• Aim of the exercise
Would you print out all of the data exactly and keep the pictures out of it?

━━━ Exercise data ━━━

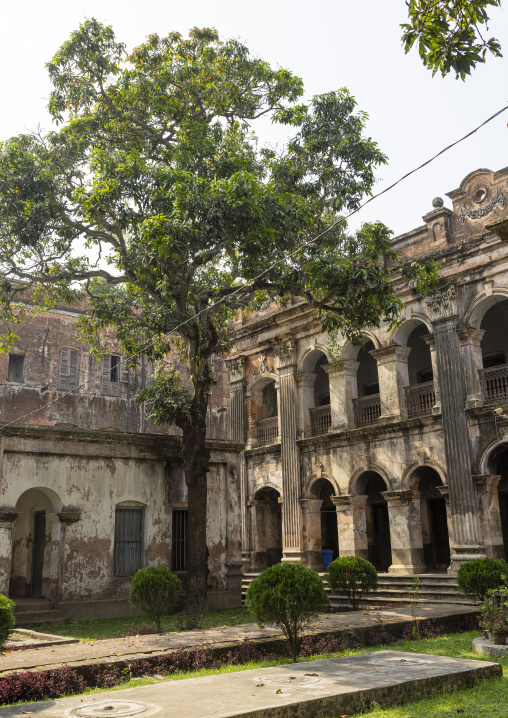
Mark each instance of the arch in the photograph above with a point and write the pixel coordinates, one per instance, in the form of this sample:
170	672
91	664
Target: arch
308	492
400	335
354	482
51	496
483	302
407	477
311	356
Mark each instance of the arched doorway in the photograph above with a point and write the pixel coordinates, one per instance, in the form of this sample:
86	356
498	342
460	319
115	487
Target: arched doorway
436	540
266	529
372	485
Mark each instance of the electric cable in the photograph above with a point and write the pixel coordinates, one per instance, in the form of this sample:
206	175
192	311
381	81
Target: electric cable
268	269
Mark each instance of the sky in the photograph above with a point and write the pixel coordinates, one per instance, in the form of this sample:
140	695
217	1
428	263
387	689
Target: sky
330	44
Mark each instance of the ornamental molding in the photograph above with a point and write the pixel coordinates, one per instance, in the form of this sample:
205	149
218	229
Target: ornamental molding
444	302
498	198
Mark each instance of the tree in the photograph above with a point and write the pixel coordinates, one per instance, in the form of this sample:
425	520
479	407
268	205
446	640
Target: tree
450	34
288	595
186	218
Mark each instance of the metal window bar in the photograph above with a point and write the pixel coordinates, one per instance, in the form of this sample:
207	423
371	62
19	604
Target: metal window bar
267	430
494	383
420	398
320	419
129	524
367	409
180	537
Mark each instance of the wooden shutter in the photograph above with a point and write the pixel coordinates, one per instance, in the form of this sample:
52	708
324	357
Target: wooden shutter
68	369
128	540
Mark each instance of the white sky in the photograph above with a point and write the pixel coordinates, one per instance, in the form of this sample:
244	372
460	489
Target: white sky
332	44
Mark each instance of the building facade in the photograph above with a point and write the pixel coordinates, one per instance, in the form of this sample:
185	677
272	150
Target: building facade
396	450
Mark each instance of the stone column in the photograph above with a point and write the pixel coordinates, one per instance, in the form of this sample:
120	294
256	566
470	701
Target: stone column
470	339
343	389
290	460
467	537
429	339
312	539
7	518
305	390
236	368
490	516
352	524
405	531
393	377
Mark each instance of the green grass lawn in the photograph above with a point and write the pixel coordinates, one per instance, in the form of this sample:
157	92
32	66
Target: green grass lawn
115	627
487	699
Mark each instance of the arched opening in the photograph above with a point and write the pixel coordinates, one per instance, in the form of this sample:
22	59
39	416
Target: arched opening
436	540
367	406
494	349
31	544
267	529
378	524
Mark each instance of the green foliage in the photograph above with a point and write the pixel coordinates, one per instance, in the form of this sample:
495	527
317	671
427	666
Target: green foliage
477	577
7	620
353	577
449	34
155	590
288	595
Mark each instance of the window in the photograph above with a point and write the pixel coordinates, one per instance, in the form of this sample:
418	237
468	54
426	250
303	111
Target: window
179	559
16	368
112	374
129	528
68	369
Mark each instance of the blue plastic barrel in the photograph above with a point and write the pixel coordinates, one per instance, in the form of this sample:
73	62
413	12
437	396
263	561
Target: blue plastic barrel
326	556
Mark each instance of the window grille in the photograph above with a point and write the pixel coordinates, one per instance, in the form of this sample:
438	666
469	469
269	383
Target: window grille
68	369
129	528
180	532
16	368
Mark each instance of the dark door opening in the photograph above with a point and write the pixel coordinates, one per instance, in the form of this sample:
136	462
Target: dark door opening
39	546
439	534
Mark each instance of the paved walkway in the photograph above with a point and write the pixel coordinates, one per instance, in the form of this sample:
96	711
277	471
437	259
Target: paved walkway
110	650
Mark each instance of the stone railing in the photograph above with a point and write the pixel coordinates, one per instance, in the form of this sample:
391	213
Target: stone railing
320	419
268	430
367	409
420	398
494	383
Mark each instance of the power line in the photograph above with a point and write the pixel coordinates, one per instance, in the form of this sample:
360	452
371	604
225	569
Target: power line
274	264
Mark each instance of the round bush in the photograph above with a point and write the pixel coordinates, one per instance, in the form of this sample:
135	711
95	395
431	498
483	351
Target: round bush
353	577
155	590
475	578
288	595
7	620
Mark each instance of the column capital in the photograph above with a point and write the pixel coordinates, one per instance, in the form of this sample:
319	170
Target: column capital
236	368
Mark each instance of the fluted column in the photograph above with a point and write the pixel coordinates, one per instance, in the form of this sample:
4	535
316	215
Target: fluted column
290	460
467	537
236	368
393	377
405	531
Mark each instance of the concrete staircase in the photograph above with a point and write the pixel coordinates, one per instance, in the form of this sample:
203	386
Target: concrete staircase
434	588
31	611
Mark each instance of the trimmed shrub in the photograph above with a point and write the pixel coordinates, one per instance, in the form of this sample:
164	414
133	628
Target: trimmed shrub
7	620
477	577
353	577
154	590
288	595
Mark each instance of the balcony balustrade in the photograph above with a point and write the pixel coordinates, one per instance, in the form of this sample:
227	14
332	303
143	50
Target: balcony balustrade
267	430
320	419
367	409
420	398
494	383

━━━

• Answer area
Mark each instance of the arch in the photograph above with a point and write the pixel coordinates, one per instance, in the form of this sample:
170	672
91	664
Target: arch
308	492
400	335
354	482
51	496
483	302
407	477
311	356
Mark each instance of the arched doorway in the photograph above with a point and write the pixel coordinates, one per instance, in the form of this sample:
86	356
498	342
460	319
115	487
Target: arched doorway
436	540
266	529
372	485
Mark each instance of the electric cable in the photograph above with a point and write the pixel coordinates, one per instance, in the form of this sample:
206	175
192	311
381	81
Target: electric cable
268	269
Mark each instance of the sky in the photograph above with a point and write the pixel coordinates, one per instance, in the form of this sample:
140	695
217	1
428	263
387	689
Target: sky
330	44
Mark each instance of the ornamental molding in the photograph above with a point and write the pixel coordinates, one per instance, in the form of this sample:
205	149
218	229
Target: ornamental molding
444	302
498	198
Mark each instance of the tree in the photograph above with a point and write the pixel coordinates, one per instance, in the form of this sample:
425	520
479	407
268	205
446	640
Target: tree
450	34
288	595
186	218
Mark each instance of the metal window bar in the photograph above with a point and write the pixel coordinates, one per instance, in the form of this sample:
207	423
371	62
19	604
Target: metal window bar
267	430
494	383
420	398
320	419
129	524
367	409
180	537
Mark each instance of the wooden shutter in the photograph above with a point and write the pixel coordinates, one per instance, in the form of this sample:
52	708
324	357
Target: wooden shutter
68	369
128	540
Mark each instance of the white sky in the photograph above with a point and write the pixel coordinates, one per instance, in the form of this sample:
244	372
460	489
Target: white sky
332	44
Mark each instance of the building facade in the photograph above with a point and write the pixel coordinates, one per instance, in the form of this sample:
185	677
272	150
Target: building facade
396	450
Mark each instance of the stone column in the photograph above with a point and write the pixel coordinates, one per instance, in the form of this sample:
120	294
256	566
470	701
Target: stone column
470	339
343	389
290	460
467	537
429	339
312	539
7	518
305	390
236	368
490	516
352	524
405	531
393	377
Mark each instance of the green grass lawn in the photograph above with a point and write the pixel coordinates, one per instance, in the form of this sample:
157	92
32	66
Target: green grass lawn
115	627
487	699
Mark each instance of the arched opening in the photograph above with a point and write the pixel coordinates, one per instance, in the form of this sample:
22	59
39	416
Target: arched opening
436	540
367	406
494	349
31	544
267	529
378	524
Mark each instance of the green foliage in the photograph above with a point and write the pixel coordinates, one per instance, in the form of this sample:
495	527
317	671
427	666
Target: green foliage
477	577
7	620
353	577
449	34
155	590
288	595
Mark each instance of the window in the photograph above with a point and write the pixel coordinates, one per instance, in the form of this sample:
418	237
468	54
426	250
303	111
Target: window
179	559
16	368
112	374
129	528
68	369
Mark each instance of the blue plastic barrel in the photograph above with a point and write the pixel coordinates, one per instance, in the form of this sample:
73	62
413	12
437	396
263	561
Target: blue plastic barrel
326	556
Mark each instance of the window grille in the photograph above with a point and write the pixel coordinates, one per instance, in the form of this sample:
438	666
469	469
269	383
Target: window grille
68	369
129	528
180	532
16	368
Mark each instance of the dark door opening in the photograph above with a point and write the pixel coordinates, one per instance, in the form of this sample:
136	462
Target: dark door opening
39	546
439	534
Mark each instance of the paved walkway in the photograph above with a point and write the pixel coordinates, one per instance, in the form of this sample:
96	711
277	471
437	259
Target: paved walkway
110	650
Mark each instance of the stone railing in the photograph above with a point and write the pixel coordinates, one per instance, in the form of this sample:
391	213
Target: stone railing
320	419
268	430
367	409
420	398
494	383
Mark each instance of the power line in the photograph above with a point and write the pixel coordinates, one per instance, in the form of this sample:
360	452
371	604
225	569
Target: power line
274	264
Mark each instance of the round bush in the photograph above with a point and write the pixel coordinates, one per instance, in the form of this sample:
135	711
95	395
431	498
483	351
Target: round bush
353	577
155	590
475	578
288	595
7	620
Mark each instance of the column capital in the photograph above with a point and write the pixel coordinates, one per instance, in the form of this sample:
319	170
Target: column capital
236	368
Mark each instance of the fluted column in the photograph above with a point and write the pixel coordinates, one per instance, in the form of this sample:
4	535
316	215
Target: fluted column
290	460
467	537
236	368
393	377
405	531
Mark each instance of the concrete staircase in the photograph above with a point and write the pixel coordinates, one per instance, in the form of this sample:
203	386
Target: concrete staircase
434	588
31	611
Mark each instance of the trimmed shrub in the photograph above with a point and write the pixel coordinates, one per instance, in the form of this sample:
164	414
133	628
Target: trimmed shrub
7	620
477	577
353	577
154	590
288	595
Mark each instance of the balcony balustrade in the photograph above with a point and write the pixel coordinates, one per instance, in the form of this sample:
227	14
332	303
143	50
Target: balcony balustrade
267	430
320	419
367	409
420	398
494	383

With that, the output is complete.